>> START Passage to read

Julian:00:41:17Yeah they’re independent, and the bond market is beginning to realize that that is a risk. We saw it in 2013, no we won’t tighten, yeah we actually need to taper. What, you told us you weren’t going to taper, bloody hell. So that’s risk number one and that’s option number one, and I don’t know whether that’s a valuable one because I just don’t think that we could clear the level of debt that’s going to be issued and the numbers are ginormous. We are running debt levels that a banana republic wouldn’t be allowed to run, and we will run those numbers for the years to come. So you just can’t clear the market at a natural clearing rate, which brings us to option number two. And option number two is basically that the Fed gets in bed with government and truly does some sort of yield curve control/essentially MMT, and that they artificially suppress bond yields in order to support asset prices and clear the debt.
Richard:00:42:29Operation Twist is already a hint.
Julian:00:42:31Yeah but it’s not enough. One of my hedge fund clients said to me that by their calculations, the Fed needs to increase QE to 300 billion a month, because I think Morgan Stanley did some work at the end of last year.

>> END Passage to read

> Stated task 1
In the records, turn the lines starting at the one containing "water ripple => bbox" and ending at the one containing "(431, 463), (546, 819)" into a numbered list, omitting blank lines and picture markers.

>> START Records for processing

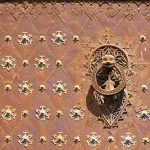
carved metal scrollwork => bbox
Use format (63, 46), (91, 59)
(89, 45), (130, 128)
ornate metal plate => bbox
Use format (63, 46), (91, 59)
(0, 0), (150, 150)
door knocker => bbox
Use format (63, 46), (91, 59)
(89, 45), (130, 128)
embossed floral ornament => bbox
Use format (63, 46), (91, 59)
(1, 106), (16, 121)
(52, 31), (66, 46)
(35, 106), (50, 121)
(137, 109), (150, 121)
(18, 32), (32, 46)
(18, 132), (33, 148)
(0, 56), (16, 71)
(86, 132), (101, 147)
(69, 106), (85, 121)
(52, 132), (67, 147)
(121, 133), (135, 148)
(53, 81), (67, 96)
(34, 56), (49, 70)
(18, 81), (33, 96)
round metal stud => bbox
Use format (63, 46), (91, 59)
(5, 84), (12, 92)
(22, 60), (29, 67)
(140, 35), (146, 43)
(5, 35), (12, 42)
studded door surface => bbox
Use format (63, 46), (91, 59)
(0, 1), (150, 150)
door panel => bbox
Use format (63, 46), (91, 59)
(0, 1), (150, 150)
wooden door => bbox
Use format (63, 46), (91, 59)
(0, 1), (150, 150)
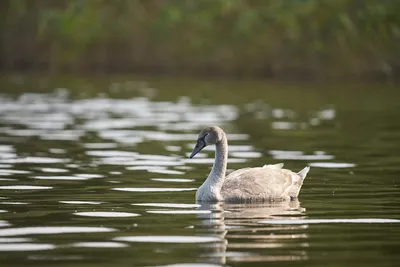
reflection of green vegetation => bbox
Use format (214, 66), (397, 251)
(0, 0), (400, 78)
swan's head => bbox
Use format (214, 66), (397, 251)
(190, 126), (224, 158)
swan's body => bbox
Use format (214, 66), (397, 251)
(190, 126), (310, 202)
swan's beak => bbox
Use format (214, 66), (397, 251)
(189, 140), (206, 158)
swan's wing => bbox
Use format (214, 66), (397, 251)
(221, 167), (297, 201)
(263, 163), (283, 170)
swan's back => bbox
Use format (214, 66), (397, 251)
(221, 164), (309, 202)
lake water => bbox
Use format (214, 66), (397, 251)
(0, 76), (400, 267)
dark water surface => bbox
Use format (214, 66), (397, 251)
(0, 76), (400, 267)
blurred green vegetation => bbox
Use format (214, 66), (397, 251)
(0, 0), (400, 80)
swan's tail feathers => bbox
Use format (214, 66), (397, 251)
(263, 163), (283, 170)
(297, 166), (310, 180)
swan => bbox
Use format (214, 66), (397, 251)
(190, 126), (310, 202)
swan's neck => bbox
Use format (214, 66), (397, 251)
(207, 135), (228, 186)
(196, 134), (228, 201)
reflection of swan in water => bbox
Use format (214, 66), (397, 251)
(196, 201), (308, 264)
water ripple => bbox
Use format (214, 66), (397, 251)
(113, 235), (221, 243)
(74, 211), (140, 218)
(0, 226), (117, 236)
(112, 187), (197, 192)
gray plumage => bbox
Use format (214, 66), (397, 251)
(190, 126), (310, 202)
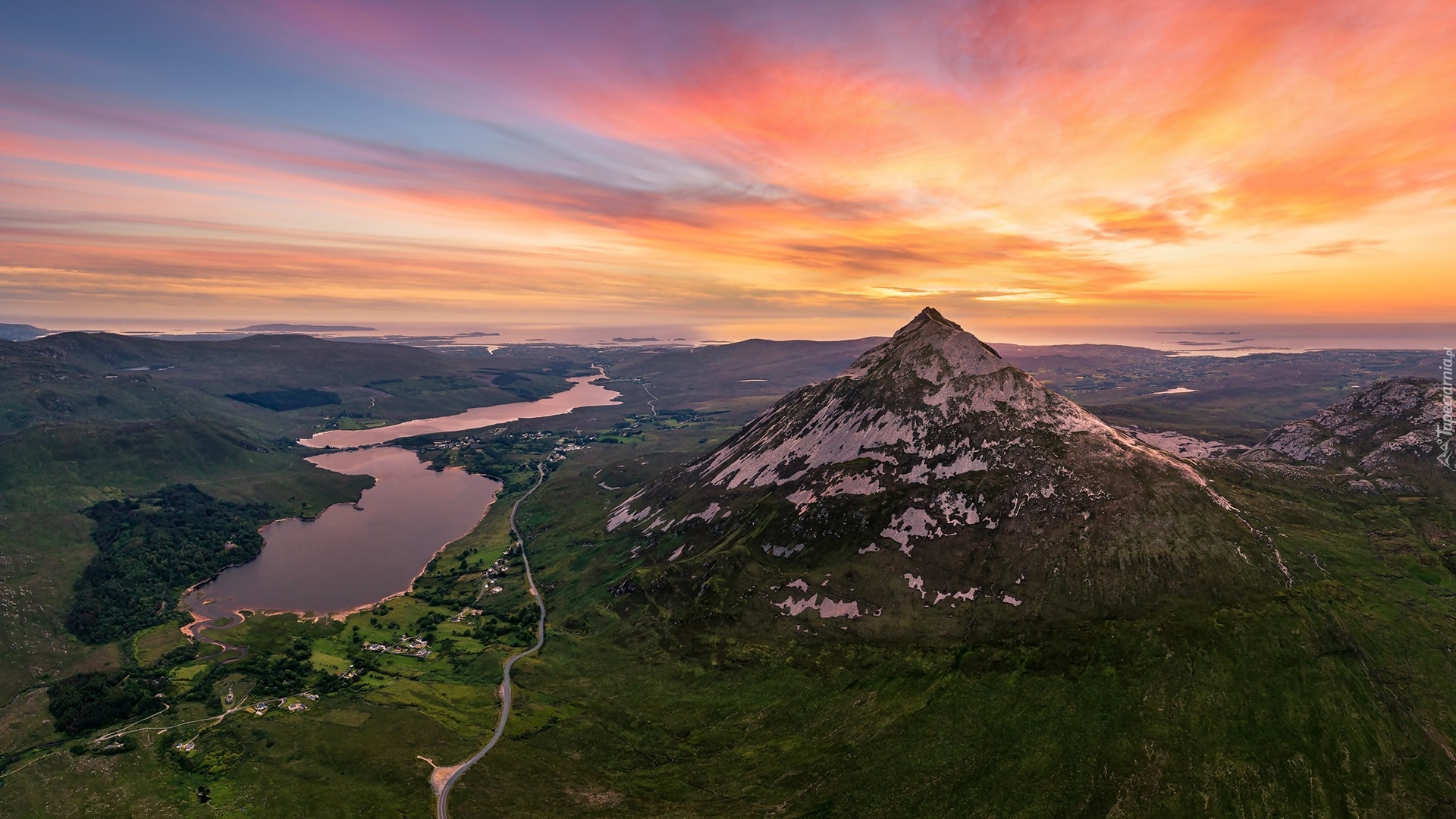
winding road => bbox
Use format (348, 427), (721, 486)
(431, 463), (546, 819)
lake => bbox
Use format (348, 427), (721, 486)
(182, 376), (620, 620)
(299, 376), (622, 449)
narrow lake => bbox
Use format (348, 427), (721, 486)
(299, 376), (622, 449)
(182, 376), (620, 620)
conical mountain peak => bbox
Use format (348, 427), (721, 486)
(606, 309), (1257, 629)
(678, 309), (1124, 488)
(842, 307), (1010, 383)
(896, 307), (965, 329)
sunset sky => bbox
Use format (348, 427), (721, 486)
(0, 0), (1456, 338)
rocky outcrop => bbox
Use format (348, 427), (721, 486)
(606, 309), (1263, 629)
(1242, 378), (1443, 491)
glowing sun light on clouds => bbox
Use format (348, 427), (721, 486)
(0, 0), (1456, 332)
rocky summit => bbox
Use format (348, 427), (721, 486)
(606, 307), (1277, 632)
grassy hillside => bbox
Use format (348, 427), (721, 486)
(0, 334), (1456, 817)
(0, 419), (372, 699)
(0, 332), (590, 438)
(0, 399), (1456, 816)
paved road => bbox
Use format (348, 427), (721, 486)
(435, 465), (546, 819)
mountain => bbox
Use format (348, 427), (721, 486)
(606, 307), (1272, 634)
(0, 324), (48, 341)
(1242, 378), (1450, 491)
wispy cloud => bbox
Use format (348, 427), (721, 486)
(0, 0), (1456, 326)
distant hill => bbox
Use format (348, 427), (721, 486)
(0, 324), (48, 341)
(1242, 378), (1448, 494)
(228, 324), (375, 332)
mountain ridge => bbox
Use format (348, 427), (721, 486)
(606, 309), (1274, 631)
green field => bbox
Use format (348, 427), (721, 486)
(0, 334), (1456, 817)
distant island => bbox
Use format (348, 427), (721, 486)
(0, 324), (49, 341)
(228, 324), (375, 332)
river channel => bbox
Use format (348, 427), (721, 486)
(184, 376), (620, 620)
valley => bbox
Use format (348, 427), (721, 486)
(0, 322), (1456, 816)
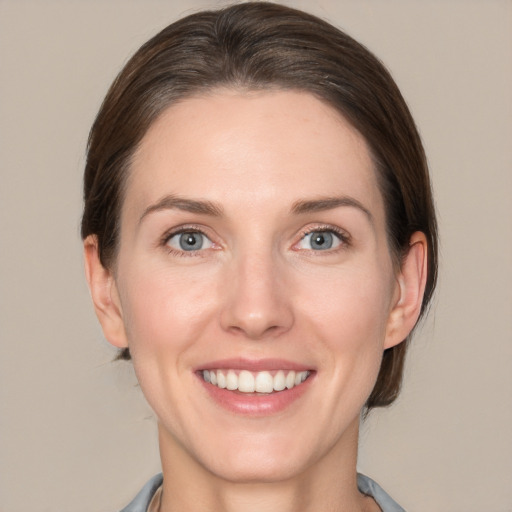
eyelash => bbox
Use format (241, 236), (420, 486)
(160, 226), (213, 257)
(160, 225), (351, 257)
(294, 224), (352, 253)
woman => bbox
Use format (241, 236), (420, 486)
(82, 3), (436, 512)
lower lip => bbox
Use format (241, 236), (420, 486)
(198, 374), (313, 416)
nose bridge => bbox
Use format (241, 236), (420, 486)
(222, 247), (293, 339)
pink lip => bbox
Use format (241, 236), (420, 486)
(195, 357), (313, 372)
(196, 358), (316, 417)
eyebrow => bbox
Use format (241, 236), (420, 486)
(139, 195), (223, 224)
(291, 196), (373, 224)
(139, 194), (373, 224)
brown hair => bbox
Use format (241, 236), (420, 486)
(82, 2), (437, 410)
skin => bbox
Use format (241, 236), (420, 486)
(85, 90), (426, 512)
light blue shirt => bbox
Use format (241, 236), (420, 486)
(121, 473), (405, 512)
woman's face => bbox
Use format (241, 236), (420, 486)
(106, 90), (408, 480)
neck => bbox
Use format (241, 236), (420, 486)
(159, 423), (379, 512)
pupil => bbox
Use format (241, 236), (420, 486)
(180, 233), (203, 251)
(311, 232), (332, 250)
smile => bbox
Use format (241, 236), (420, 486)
(201, 370), (311, 393)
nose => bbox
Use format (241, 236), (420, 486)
(220, 249), (294, 340)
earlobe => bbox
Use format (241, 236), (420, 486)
(84, 235), (128, 348)
(384, 231), (427, 348)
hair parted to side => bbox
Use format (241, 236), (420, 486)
(82, 2), (437, 410)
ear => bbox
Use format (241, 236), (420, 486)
(84, 235), (128, 348)
(384, 231), (427, 348)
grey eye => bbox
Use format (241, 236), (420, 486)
(167, 231), (212, 251)
(299, 231), (341, 251)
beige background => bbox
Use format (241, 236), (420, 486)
(0, 0), (512, 512)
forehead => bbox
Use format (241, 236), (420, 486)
(125, 90), (381, 222)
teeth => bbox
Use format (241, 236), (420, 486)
(203, 370), (310, 393)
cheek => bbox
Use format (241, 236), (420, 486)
(117, 268), (216, 356)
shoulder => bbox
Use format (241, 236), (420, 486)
(120, 473), (163, 512)
(357, 473), (405, 512)
(120, 473), (405, 512)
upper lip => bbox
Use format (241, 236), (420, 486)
(196, 357), (313, 372)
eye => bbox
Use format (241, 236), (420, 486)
(297, 230), (342, 251)
(166, 231), (213, 252)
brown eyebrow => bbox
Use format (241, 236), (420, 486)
(139, 195), (223, 224)
(292, 196), (373, 224)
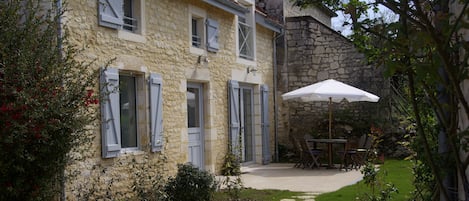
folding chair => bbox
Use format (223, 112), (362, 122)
(300, 139), (322, 168)
(289, 136), (309, 168)
(338, 140), (360, 171)
(356, 134), (374, 168)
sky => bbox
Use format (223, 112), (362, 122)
(331, 0), (396, 36)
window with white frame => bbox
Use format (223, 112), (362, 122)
(100, 68), (163, 158)
(119, 74), (138, 148)
(237, 2), (255, 60)
(98, 0), (144, 34)
(191, 15), (205, 48)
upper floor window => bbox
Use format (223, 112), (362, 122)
(238, 17), (254, 60)
(119, 75), (137, 148)
(236, 0), (256, 61)
(123, 0), (138, 32)
(191, 16), (204, 48)
(98, 0), (145, 34)
(189, 6), (219, 55)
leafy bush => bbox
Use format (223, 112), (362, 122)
(164, 164), (217, 201)
(221, 152), (241, 176)
(0, 0), (98, 200)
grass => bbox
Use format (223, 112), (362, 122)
(213, 160), (414, 201)
(315, 160), (414, 201)
(213, 188), (304, 201)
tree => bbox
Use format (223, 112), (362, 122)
(293, 0), (469, 200)
(0, 0), (98, 200)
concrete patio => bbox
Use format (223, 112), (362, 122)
(241, 163), (363, 194)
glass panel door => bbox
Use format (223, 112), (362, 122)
(186, 84), (205, 169)
(240, 87), (254, 162)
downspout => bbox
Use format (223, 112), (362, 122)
(272, 29), (285, 162)
(55, 0), (66, 201)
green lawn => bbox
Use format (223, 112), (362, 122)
(213, 160), (414, 201)
(316, 160), (414, 201)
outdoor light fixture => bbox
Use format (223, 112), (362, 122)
(247, 66), (257, 75)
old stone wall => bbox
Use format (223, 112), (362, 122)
(64, 0), (274, 200)
(279, 17), (390, 148)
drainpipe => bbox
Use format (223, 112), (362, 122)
(272, 29), (285, 162)
(55, 0), (66, 201)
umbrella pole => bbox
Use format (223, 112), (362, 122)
(329, 97), (332, 139)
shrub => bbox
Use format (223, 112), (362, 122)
(164, 164), (217, 201)
(0, 0), (98, 200)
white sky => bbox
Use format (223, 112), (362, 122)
(331, 0), (397, 36)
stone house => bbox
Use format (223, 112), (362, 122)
(259, 0), (392, 158)
(63, 0), (282, 200)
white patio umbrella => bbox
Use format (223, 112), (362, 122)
(282, 79), (379, 138)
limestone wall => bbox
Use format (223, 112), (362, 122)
(64, 0), (273, 200)
(279, 17), (390, 148)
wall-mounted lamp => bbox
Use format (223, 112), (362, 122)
(247, 66), (257, 75)
(197, 55), (210, 64)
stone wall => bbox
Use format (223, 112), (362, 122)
(279, 16), (390, 148)
(64, 0), (274, 200)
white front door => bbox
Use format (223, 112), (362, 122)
(186, 83), (205, 169)
(239, 86), (255, 163)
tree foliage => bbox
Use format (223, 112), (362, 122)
(0, 0), (98, 200)
(293, 0), (469, 200)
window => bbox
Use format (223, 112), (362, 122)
(191, 16), (204, 48)
(238, 17), (254, 60)
(100, 68), (163, 158)
(119, 75), (137, 148)
(98, 0), (145, 34)
(237, 1), (256, 61)
(123, 0), (137, 32)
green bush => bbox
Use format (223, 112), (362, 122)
(221, 152), (241, 176)
(164, 164), (217, 201)
(0, 0), (99, 200)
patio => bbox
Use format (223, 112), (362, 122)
(241, 163), (363, 194)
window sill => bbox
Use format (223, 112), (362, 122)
(120, 148), (145, 156)
(189, 46), (206, 55)
(117, 30), (147, 43)
(236, 57), (257, 66)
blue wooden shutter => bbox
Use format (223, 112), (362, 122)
(228, 80), (241, 157)
(100, 68), (121, 158)
(149, 73), (164, 152)
(98, 0), (124, 29)
(205, 19), (219, 52)
(261, 85), (271, 165)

>> END Records for processing

> Stated task 2
Decide whether each statement agrees with the conversation about the Fed and the bond market, answering yes or no and quoting the deciding words: (a) Julian describes option number two as the Fed doing some sort of yield curve control. (b) Richard says Operation Twist is already enough. (c) Julian reports that a hedge fund client said the Fed needs to increase QE to 300 billion a month.

> Exercise response 1
1. water ripple => bbox
2. Use format (214, 66), (397, 251)
3. (113, 235), (221, 243)
4. (74, 211), (140, 218)
5. (0, 226), (117, 236)
6. (112, 187), (197, 192)
7. gray plumage => bbox
8. Use format (214, 66), (397, 251)
9. (190, 126), (310, 202)
10. winding road => bbox
11. Use format (348, 427), (721, 486)
12. (431, 463), (546, 819)

> Exercise response 2
(a) Yes: "the Fed gets in bed with government and truly does some sort of yield curve control/essentially MMT"
(b) No: "Operation Twist is already a hint."
(c) Yes: "One of my hedge fund clients said to me that by their calculations, the Fed needs to increase QE to 300 billion a month"